• THE TASK:
Where "station" occurs in a line of the entries below, copy that line.

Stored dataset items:
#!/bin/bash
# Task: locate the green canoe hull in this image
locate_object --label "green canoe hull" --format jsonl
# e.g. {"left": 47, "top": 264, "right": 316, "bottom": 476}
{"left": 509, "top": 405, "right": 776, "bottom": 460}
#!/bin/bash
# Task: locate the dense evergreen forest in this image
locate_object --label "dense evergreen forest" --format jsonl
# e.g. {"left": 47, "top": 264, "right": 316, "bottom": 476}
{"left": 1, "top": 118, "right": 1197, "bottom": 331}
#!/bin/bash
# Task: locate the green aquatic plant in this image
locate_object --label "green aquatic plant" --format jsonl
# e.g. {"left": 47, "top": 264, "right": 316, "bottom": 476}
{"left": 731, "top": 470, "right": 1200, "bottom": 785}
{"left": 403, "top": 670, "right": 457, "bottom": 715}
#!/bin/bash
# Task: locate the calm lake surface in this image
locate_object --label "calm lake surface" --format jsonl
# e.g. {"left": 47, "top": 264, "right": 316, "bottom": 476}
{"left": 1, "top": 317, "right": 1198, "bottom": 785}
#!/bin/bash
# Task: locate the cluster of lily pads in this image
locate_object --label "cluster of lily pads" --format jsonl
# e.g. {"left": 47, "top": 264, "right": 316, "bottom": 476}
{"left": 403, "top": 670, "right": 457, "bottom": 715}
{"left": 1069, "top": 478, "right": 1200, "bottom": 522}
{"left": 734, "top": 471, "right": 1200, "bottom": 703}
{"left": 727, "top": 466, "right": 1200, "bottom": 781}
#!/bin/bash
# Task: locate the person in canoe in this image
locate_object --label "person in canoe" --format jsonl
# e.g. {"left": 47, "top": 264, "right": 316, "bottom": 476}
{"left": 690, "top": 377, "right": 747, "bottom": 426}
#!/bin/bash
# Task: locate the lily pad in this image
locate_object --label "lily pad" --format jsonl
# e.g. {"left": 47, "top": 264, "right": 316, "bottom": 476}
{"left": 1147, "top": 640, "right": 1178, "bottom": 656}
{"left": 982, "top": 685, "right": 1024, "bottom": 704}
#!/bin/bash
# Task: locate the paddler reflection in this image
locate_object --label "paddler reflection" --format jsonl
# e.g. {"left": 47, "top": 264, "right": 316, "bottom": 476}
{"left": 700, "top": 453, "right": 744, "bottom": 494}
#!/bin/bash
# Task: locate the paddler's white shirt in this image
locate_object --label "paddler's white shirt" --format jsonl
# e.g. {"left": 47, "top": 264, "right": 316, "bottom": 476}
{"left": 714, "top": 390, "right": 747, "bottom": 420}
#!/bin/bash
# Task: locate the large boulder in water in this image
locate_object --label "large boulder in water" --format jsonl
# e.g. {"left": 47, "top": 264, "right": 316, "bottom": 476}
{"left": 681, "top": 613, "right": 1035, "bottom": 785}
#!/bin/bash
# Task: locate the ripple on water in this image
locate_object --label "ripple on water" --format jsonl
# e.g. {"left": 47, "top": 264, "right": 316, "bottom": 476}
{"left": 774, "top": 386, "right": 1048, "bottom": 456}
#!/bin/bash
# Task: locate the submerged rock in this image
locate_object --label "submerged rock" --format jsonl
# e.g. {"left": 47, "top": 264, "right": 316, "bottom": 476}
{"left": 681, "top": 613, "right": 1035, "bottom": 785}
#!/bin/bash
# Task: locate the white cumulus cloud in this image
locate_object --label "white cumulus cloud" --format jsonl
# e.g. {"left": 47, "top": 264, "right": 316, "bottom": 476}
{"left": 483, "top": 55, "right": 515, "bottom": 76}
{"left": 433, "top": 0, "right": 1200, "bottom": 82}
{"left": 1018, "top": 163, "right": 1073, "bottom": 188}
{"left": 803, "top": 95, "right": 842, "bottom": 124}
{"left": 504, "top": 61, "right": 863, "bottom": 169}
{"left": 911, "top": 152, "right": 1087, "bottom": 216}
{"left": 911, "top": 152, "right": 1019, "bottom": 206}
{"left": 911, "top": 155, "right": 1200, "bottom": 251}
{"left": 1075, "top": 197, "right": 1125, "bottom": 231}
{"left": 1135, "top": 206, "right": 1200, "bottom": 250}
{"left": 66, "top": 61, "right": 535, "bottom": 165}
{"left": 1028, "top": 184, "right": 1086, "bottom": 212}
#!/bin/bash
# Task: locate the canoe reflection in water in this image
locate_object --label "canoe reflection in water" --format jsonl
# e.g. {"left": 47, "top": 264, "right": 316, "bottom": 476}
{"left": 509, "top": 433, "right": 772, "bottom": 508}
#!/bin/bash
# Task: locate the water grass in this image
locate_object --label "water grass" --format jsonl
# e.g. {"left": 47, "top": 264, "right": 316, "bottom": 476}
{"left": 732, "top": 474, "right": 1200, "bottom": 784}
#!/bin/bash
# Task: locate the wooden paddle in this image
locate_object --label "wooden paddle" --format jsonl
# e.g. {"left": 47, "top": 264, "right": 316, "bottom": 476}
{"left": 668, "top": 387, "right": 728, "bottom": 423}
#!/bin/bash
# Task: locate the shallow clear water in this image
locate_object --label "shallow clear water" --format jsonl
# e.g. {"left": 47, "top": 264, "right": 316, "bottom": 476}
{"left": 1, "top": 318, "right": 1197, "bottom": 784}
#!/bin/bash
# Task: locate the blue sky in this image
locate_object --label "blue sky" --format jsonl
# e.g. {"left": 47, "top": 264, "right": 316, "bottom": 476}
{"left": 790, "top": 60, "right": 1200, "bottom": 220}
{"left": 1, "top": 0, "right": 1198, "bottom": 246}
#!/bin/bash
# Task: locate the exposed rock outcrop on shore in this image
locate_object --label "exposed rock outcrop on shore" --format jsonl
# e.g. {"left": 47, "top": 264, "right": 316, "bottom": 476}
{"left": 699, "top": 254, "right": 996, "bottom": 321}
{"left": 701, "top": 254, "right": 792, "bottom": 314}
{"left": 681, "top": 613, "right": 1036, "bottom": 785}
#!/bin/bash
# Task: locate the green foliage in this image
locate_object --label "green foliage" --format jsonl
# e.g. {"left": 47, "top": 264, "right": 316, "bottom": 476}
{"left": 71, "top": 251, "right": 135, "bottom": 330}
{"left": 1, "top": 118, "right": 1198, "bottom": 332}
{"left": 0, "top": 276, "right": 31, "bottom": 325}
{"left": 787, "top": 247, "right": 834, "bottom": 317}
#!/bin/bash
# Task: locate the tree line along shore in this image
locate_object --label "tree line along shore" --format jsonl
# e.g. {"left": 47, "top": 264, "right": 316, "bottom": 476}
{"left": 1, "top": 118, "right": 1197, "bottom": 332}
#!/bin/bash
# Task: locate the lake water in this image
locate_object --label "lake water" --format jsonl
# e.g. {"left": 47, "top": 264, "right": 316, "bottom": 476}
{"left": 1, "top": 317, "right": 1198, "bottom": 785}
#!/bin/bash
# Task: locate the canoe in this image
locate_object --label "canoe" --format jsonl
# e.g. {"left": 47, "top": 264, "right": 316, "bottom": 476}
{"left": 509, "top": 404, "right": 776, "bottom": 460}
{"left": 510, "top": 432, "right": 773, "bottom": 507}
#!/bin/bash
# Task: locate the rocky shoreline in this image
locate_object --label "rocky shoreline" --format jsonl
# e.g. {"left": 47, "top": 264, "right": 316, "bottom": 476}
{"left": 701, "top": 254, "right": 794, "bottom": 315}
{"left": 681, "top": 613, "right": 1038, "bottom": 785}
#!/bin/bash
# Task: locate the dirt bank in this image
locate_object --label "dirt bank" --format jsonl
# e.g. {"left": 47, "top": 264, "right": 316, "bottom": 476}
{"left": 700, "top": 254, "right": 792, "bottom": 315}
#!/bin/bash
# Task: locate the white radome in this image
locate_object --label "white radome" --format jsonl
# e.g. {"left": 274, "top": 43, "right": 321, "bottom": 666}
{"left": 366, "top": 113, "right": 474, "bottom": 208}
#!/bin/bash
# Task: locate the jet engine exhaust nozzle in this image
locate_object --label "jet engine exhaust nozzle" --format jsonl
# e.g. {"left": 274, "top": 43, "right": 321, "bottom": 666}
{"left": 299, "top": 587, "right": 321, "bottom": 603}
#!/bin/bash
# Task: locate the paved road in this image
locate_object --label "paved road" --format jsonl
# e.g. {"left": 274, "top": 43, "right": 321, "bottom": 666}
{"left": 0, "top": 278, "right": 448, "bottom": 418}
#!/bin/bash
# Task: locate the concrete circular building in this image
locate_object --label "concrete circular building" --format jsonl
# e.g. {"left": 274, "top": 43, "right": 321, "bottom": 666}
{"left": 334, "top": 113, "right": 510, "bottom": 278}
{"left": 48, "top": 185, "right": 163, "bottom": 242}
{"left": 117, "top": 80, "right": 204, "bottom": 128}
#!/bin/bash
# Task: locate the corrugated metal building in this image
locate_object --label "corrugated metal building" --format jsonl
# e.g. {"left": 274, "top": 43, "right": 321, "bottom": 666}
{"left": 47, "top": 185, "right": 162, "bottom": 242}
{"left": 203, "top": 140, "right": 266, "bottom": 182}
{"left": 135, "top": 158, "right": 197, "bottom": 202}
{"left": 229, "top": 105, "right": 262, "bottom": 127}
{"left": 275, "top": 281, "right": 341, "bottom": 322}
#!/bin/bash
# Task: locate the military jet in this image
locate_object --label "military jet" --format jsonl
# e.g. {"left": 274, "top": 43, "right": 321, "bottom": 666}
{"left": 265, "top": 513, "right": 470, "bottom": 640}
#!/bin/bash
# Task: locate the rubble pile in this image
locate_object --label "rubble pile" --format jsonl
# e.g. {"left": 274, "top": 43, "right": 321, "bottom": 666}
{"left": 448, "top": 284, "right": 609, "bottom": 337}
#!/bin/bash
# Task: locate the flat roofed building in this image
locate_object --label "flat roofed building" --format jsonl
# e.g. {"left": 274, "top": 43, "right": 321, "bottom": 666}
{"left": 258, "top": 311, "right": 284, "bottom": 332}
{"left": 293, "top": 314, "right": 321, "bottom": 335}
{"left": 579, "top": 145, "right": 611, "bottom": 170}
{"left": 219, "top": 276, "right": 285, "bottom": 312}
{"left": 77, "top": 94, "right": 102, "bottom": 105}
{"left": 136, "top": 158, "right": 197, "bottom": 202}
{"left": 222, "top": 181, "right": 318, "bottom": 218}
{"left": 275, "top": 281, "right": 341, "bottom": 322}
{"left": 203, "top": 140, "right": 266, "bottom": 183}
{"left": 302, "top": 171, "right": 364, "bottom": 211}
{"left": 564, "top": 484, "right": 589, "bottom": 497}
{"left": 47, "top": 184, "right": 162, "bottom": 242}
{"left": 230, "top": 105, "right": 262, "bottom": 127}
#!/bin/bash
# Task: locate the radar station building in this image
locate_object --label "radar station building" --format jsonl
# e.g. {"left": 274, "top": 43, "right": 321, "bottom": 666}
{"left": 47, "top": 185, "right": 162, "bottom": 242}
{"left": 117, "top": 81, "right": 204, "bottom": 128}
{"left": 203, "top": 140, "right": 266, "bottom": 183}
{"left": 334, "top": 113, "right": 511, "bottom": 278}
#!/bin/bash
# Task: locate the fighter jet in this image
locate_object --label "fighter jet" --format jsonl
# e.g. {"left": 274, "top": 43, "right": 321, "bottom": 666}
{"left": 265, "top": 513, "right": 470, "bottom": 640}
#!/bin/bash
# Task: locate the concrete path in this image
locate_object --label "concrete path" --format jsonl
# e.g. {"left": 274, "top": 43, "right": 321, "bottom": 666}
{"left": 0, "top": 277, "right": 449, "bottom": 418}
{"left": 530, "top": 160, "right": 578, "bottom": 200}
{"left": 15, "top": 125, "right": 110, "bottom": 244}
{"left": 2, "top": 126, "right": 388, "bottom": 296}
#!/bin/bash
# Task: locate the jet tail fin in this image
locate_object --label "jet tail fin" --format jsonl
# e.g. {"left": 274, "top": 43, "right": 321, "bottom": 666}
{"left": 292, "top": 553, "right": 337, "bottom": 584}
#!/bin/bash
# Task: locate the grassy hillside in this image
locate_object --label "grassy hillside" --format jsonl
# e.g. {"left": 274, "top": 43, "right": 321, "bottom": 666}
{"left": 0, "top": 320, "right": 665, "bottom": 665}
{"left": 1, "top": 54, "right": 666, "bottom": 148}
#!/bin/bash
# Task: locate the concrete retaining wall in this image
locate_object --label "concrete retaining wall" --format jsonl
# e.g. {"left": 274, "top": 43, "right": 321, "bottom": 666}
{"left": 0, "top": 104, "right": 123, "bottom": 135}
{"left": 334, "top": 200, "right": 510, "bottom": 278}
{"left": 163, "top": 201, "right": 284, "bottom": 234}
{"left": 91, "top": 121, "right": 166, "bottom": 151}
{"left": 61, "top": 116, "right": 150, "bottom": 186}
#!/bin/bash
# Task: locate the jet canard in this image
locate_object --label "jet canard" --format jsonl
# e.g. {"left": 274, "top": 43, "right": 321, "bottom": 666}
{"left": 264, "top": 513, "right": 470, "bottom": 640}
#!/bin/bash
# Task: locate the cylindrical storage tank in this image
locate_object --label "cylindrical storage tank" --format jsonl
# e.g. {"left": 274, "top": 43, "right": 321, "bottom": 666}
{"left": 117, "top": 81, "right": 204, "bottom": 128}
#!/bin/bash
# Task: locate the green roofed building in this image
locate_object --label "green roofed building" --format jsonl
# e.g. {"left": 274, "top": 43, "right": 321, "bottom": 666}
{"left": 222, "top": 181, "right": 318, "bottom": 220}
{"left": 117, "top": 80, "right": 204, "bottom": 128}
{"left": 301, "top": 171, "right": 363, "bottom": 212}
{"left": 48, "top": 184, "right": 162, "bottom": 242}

• RESULT OF THE EXERCISE:
# Task: locate the radar station building in this image
locate_object --label "radar station building" --format jsonl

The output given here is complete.